Copy every line of the records below word for word, leaving out the pictures.

▼▼▼

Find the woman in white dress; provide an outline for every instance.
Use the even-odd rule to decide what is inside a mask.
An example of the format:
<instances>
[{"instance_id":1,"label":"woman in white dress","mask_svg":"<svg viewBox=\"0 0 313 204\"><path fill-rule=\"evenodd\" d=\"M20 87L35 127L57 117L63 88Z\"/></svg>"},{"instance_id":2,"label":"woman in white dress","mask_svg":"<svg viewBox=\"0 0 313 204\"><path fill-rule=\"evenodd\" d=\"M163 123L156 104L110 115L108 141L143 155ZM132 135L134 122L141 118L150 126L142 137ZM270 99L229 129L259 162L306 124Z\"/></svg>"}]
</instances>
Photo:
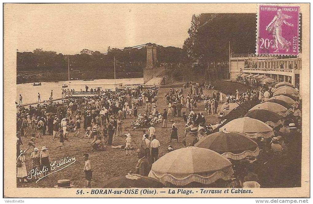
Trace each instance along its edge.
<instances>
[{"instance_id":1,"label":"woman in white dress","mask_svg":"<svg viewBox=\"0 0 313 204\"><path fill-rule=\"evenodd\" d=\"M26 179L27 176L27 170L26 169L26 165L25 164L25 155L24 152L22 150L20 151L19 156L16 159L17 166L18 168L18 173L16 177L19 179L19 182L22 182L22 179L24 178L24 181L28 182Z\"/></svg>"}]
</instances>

▲▲▲

> _Result of this exercise_
Find the woman in white dress; provide an outline for every instance.
Use the even-odd rule to decide what is inside a mask.
An example of the format:
<instances>
[{"instance_id":1,"label":"woman in white dress","mask_svg":"<svg viewBox=\"0 0 313 204\"><path fill-rule=\"evenodd\" d=\"M20 87L35 127L57 117L63 88Z\"/></svg>"},{"instance_id":2,"label":"woman in white dress","mask_svg":"<svg viewBox=\"0 0 313 204\"><path fill-rule=\"evenodd\" d=\"M163 123L156 104L110 115L108 141L143 155ZM132 135L134 122L141 118L150 126L142 137ZM270 99L229 129L259 162L306 124Z\"/></svg>"}]
</instances>
Photo:
Trace each instance along its edge.
<instances>
[{"instance_id":1,"label":"woman in white dress","mask_svg":"<svg viewBox=\"0 0 313 204\"><path fill-rule=\"evenodd\" d=\"M26 179L27 176L27 170L26 169L26 165L25 164L25 155L24 152L22 150L20 151L19 156L16 159L17 166L18 168L18 173L16 177L19 179L19 182L22 182L22 179L24 178L24 181L28 182Z\"/></svg>"}]
</instances>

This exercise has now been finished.